Answer these questions from the passage on praying for children below:
1. Which Bible verse does it cite for "Pray without ceasing"?
2. According to the catechism, what four things does prayer lift our minds and hearts to God to do?
3. What does the passage call the best prayer of all?

**EXTRACT PROVIDED:**
====================

We try to find the safest car seat, the most nutritious food, the best crib, blankets, clothes.  We sacrifice our time, talent, and treasure for these, our offspring.  As our children grow older, we research to find the best school (or maybe even decide to educate them ourselves). We schlep the children here and there, research best opportunities for their personal development and growth: soccer, baseball, piano lessons. Or maybe we deliberately decide to clear the plate of activities and bubble their childhood for the kind of experience we feel is best for them. Over time we don’t think twice despite inconvenience or hardship to meet with teachers, administrators, coaches, to team up and bring about the best experiences for our children. We read the parenting books to discipline with purpose, love, and with the kids’ best interests in mind. We try not to be too hands-on…or too hands-off. Finally, we discuss the goals and dreams, and colleges and eventually careers with them.

But are we doing the most important thing for our children?

How much are we praying for them?

If the spiritual life is as much if not more a reality than the physical life, the former lasting eternity after all, are we putting at least as much effort into our children’s spiritual development and welfare as we are for their physical? It’s something to think about.

When I ask if we are praying for our children, I don’t mean a quick end-of-day or first-thing-in-the-morning recitation of an Our Father, or a hasty Dear God please help them. We need to really intensely daily pray for each child. Pray without ceasing, as St. Paul implores. (1 Thessalonians 5:17)

Our catechism tells us that prayer is the lifting up of our minds and hearts to God to do four things:

  1. To adore God
  2. To thank Him
  3. To ask God’s forgiveness
  4. And to beg of God all the graces we and our loved ones need whether for soul or body.

When we pray for our children we are primarily doing the last thing, although we can also do the first three on our children’s behalf.

There are two kinds of prayer, mental prayer and vocal prayer.  Mental prayer is just that, thinking or meditating on God, the truths He has revealed, our specific needs, or “speaking” to Him through thoughts. Vocal prayers are often learned prayers such as the Hail Mary, Our Father, the St. Michael prayer, the Chaplet of Divine Mercy, or recitation of the Rosary. The Mass has components of both types of prayer and is the best prayer of all. We should develop and become conversant with God through both mental and vocal prayer.

====================

**DATA ROWS:**

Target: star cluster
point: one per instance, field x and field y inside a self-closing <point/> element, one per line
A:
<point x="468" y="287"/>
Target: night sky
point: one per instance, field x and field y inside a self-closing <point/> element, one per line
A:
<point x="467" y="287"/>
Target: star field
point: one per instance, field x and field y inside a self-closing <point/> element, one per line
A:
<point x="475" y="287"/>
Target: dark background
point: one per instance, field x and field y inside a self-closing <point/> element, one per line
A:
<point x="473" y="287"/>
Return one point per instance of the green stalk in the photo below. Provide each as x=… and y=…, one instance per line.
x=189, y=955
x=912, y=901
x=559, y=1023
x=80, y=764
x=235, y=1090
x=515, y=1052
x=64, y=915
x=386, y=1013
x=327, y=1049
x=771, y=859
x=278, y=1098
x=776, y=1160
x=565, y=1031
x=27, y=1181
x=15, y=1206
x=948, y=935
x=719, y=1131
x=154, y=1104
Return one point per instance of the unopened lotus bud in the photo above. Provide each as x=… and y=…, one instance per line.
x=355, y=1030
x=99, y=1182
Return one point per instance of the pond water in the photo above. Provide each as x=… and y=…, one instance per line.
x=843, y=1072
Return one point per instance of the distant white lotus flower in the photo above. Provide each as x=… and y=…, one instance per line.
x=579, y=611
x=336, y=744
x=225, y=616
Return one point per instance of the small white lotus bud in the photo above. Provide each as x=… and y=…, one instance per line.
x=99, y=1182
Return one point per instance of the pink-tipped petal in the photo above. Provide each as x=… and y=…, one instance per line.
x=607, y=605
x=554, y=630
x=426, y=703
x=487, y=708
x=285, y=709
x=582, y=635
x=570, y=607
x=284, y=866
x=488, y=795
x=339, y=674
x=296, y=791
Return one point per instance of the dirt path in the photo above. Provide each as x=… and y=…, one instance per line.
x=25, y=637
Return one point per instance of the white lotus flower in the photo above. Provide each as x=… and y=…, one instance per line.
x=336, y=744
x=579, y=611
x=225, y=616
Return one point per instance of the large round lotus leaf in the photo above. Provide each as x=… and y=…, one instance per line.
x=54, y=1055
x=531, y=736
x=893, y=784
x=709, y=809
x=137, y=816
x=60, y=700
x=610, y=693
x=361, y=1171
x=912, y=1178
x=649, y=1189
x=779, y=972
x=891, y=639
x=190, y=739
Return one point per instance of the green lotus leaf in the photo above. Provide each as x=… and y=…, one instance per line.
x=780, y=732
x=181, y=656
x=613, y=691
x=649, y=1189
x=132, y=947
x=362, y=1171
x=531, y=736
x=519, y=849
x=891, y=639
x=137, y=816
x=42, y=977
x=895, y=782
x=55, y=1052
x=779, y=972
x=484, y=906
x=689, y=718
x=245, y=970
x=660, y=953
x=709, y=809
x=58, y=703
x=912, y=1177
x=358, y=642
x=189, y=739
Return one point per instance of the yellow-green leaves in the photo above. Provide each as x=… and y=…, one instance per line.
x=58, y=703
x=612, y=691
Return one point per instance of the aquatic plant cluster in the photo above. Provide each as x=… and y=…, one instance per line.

====================

**SOLUTION FOR THIS PROBLEM:**
1. 1 Thessalonians 5:17.
2. To adore God, to thank Him, to ask His forgiveness, and to beg of Him all the graces we and our loved ones need, whether for soul or body.
3. The Mass.